What is required => Each line from the one containing "Target: side window" onward, through the end of the entries, is to be transcribed exactly; nothing else is to be included.

START Extracted information

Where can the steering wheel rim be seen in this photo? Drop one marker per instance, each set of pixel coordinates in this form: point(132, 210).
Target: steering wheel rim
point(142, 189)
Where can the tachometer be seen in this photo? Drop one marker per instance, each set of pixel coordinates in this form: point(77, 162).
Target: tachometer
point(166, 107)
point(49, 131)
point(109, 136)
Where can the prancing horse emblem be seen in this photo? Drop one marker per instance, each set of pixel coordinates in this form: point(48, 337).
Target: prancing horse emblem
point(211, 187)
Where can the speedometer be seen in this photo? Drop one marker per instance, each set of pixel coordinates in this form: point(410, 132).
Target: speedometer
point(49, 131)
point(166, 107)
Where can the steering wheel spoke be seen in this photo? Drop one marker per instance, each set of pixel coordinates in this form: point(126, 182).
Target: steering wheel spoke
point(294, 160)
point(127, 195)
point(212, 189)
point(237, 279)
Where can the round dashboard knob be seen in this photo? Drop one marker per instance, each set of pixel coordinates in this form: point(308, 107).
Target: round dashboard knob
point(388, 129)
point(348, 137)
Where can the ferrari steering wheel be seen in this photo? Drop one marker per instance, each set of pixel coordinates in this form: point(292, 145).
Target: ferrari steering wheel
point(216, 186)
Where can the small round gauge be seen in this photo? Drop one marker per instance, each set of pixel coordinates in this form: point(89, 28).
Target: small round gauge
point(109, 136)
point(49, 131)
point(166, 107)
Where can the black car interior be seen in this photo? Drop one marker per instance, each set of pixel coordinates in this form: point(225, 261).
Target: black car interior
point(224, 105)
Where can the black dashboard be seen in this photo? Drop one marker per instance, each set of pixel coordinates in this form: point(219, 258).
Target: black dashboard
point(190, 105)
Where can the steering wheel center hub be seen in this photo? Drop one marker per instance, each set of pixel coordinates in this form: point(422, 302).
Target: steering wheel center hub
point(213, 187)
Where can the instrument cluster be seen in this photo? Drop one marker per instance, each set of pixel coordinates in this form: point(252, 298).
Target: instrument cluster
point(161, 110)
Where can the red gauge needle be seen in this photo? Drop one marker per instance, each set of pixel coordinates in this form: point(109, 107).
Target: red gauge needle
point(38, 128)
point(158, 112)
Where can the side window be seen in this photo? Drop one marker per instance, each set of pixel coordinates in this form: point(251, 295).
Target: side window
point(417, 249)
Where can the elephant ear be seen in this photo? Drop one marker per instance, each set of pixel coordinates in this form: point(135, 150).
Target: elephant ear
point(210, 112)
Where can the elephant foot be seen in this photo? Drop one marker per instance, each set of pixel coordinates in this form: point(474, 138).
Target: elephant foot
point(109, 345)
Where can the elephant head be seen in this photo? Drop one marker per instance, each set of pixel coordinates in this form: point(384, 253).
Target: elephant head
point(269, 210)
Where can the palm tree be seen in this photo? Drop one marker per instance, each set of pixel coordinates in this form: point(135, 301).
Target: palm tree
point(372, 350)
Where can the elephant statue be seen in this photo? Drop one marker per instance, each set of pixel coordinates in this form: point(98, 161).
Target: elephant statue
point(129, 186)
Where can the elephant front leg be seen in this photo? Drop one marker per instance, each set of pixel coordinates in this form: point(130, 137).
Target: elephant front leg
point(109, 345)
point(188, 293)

END Extracted information

Response to this exercise =>
Target: side window
point(417, 249)
Where can the elephant ear be seen in this photo? Drop one marker per instance, each set of pixel coordinates in this form: point(135, 150).
Target: elephant ear
point(210, 112)
Where can the elephant foot be seen in this photo? Drop one marker per instance, each set of pixel coordinates in this form: point(474, 138).
Target: elephant foot
point(109, 345)
Where can the elephant head be seen in this photo? Drop one marker per instance, each set of pixel coordinates in this form: point(384, 253).
Target: elephant head
point(269, 210)
Where can the palm tree be seen in this photo? Drop one marker per instance, each set of pixel coordinates in this form: point(135, 301).
Target: palm tree
point(372, 350)
Where can the elephant statue be seen in this photo? Drop one marker per instance, each set of pixel coordinates in this form: point(98, 161).
Target: elephant statue
point(129, 186)
Where can the elephant front leg be seen in this photo? Drop one marker per instance, each set of pixel coordinates in this form: point(130, 137).
Target: elephant front leg
point(109, 345)
point(188, 293)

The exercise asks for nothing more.